Actions to take.
1. Extract the passage of the forum thread about CO2 cartridges in checked luggage starting with "## ChainChain (Sep" and going on through "of ones self.".
2. Continue the forum thread about CO2 cartridges in checked luggage from the point where it stops.

Document.
>> begin

# CO2 Cartridges in Checked Luggage When Flying?



## chuckie33 (Oct 2, 2008)

Are CO2 cartridges allowed in checked bags going on a flight? I'm flying up to NY and taking a lot of my bike stuff with me including a few spare CO2s. Thanks.


----------



## Ken in KC (Jan 12, 2004)

*No....*



chuckie33 said:


> Are CO2 cartridges allowed in checked bags going on a flight? I'm flying up to NY and taking a lot of my bike stuff with me including a few spare CO2s. Thanks.


Just buy them when you get there.


----------



## COTarHeel (Apr 30, 2011)

Everything I've heard about this points to them NOT being allowed, checked or carry-on. All PSI-based arguments regarding how unlikely it is that they would rupture aside, with air travel such a hassle, why set yourself up for potentially one more headache with TSA? They're easy enough to find and buy at your destination.


----------



## ChainChain (Sep 25, 2010)

CO2 cartridges for artificial limbs are an exception to the hazmat limits on planes. One could argue that a bike is an extension of ones self.


----------



## Mookie (Feb 28, 2008)

Nope, I accidentally brought a couple through security at the Salt Lake Airport and got a special meeting off to the side with the security folks. Seems like little canisters of pressurized gas makes the security people suspicious!


----------



## the-one1 (Aug 2, 2008)

A 20oz CO2 cartridge explodes with tremendous force. Back in my high school days we went camping and brought along BB guns. We ran out of BBs so we had some cartridges left over. Tossed them into the fire and ran for cover.....KABOOOOOM!


----------



## chuckie33 (Oct 2, 2008)

Thanks for the info. I didn't figure they were allowed but thought I check and see.


----------



## Kronk (Jan 4, 2004)

All of their requirements are here:TSA: Prohibited Items


----------



## stumblemumble (Mar 31, 2006)

IF you are going to Papua New Guinea highlands or some other place that you won't be able to get cartridges then just state you have them. They'll bag them in a red bag and ship them in a special compartment I think. 
I once forgot I had a hammer in my backpack and that's what they did, my hammer was given to me upon arrival in Hawaii. It was kinda funny.


----------



## womble (Sep 8, 2006)

stumblemumble said:


> IF you are going to Papua New Guinea highlands or some other place that you won't be able to get cartridges then just state you have them. They'll bag them in a red bag and ship them in a special compartment I think.

>> end

Record extracts.
>> begin

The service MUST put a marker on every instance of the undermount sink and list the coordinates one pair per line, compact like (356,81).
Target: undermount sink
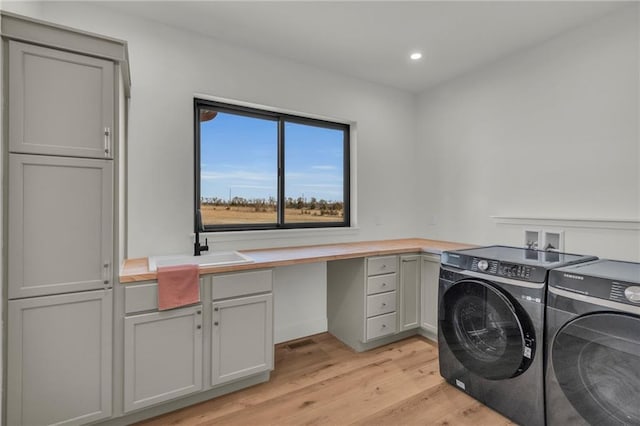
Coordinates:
(220,258)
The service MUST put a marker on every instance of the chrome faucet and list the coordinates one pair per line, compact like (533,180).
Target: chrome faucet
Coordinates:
(197,247)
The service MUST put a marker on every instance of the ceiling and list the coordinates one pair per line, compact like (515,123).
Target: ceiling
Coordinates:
(372,40)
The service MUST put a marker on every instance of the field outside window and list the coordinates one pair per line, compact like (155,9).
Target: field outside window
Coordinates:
(262,170)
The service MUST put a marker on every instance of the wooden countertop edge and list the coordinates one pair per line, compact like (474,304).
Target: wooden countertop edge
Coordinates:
(136,270)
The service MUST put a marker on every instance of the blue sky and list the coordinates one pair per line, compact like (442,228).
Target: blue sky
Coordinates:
(239,158)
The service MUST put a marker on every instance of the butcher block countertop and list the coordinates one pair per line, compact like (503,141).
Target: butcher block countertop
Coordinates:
(134,270)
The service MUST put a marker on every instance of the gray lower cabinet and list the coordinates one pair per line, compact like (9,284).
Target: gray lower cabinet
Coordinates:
(59,367)
(363,301)
(60,103)
(430,277)
(410,271)
(241,337)
(163,356)
(60,226)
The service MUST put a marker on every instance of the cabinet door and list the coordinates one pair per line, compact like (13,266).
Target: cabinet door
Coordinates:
(242,338)
(409,292)
(59,359)
(430,276)
(162,356)
(60,225)
(60,103)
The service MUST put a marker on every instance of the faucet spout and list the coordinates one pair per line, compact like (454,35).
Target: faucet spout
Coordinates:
(197,247)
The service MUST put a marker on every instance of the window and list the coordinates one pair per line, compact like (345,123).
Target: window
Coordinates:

>> end

Solved problems.
1.
## ChainChain (Sep 25, 2010)

CO2 cartridges for artificial limbs are an exception to the hazmat limits on planes. One could argue that a bike is an extension of ones self.

2.
> I once forgot I had a hammer in my backpack and that's what they did, my hammer was given to me upon arrival in Hawaii. It was kinda funny.


This would depend on the airline and the nature of the item. We tried this with CO2 on a trip to a remote part of China near Tibet. Airline wouldn't let them on so they had to be tossed.


----------



## tl1 (Dec 21, 2003)

*You can check them*



Kronk said:


> All of their requirements are here:TSA: Prohibited Items


...according to this info. as long as they are are no longer sealed. Or in other words send them separately or buy them at your destination because all the ones used as bicycle tire fillers I've seen are factory sealed. :thumbsup:



> Compressed gas cylinders are allowed in checked baggage or as a carry-on ONLY if the regulator valve is completely disconnected from the cylinder *and the cylinder is no longer sealed (i.e. the cylinder has an open end). *The cylinder must have an opening to allow for a visual inspection inside.
> Our Security Officers will NOT remove the seal or regulator valve from the cylinder at the checkpoint. If the cylinder is sealed (i.e. the regulator valve is still attached), the cylinder is prohibited and not permitted through the security checkpoint, regardless of the reading on the pressure gauge indicator. Our Security Officers must visibly ensure that the cylinder is completely empty and that there are no prohibited items inside.
> *Please note*: Many of the seals/regulators used in paintball are not designed to be removed from their cylinder by the end user. The seal/regulator should only be removed and reinstalled by a factory trained technician.
> Passengers considering air travel with a compressed air or CO2 system would be advised to contact its manufacturer for guidance in locating a qualified technician, or to consider shipping the system to their destination via a parcel service.
> ...


----------



## wokman777 (Feb 18, 2017)

https://www.faa.gov/about/initiatives/hazmat_safety/

Quantity limit: Up to four cartridges/cylinders containing nonflammable gas may be carried. Each cylinder must not exceed 50 ml (equivalent to 28 g carbon dioxide cartridge).
May be carried in checked baggage only.* Airline approval is required.
Cartridges/cylinders not installed in the device should be securely packed.
Compressed gas cylinders, canisters, and cartridges with a volume larger than 50 ml are forbidden in baggage unless covered by another exception in this table.
For air guns and similar devices, see TSA security rules (http://www.tsa.gov/travel).
*Though allowed in carry-on baggage and checked baggage under U.S. and international hazardous materials regulations, TSA security rules allow these cartridges in checked baggage only.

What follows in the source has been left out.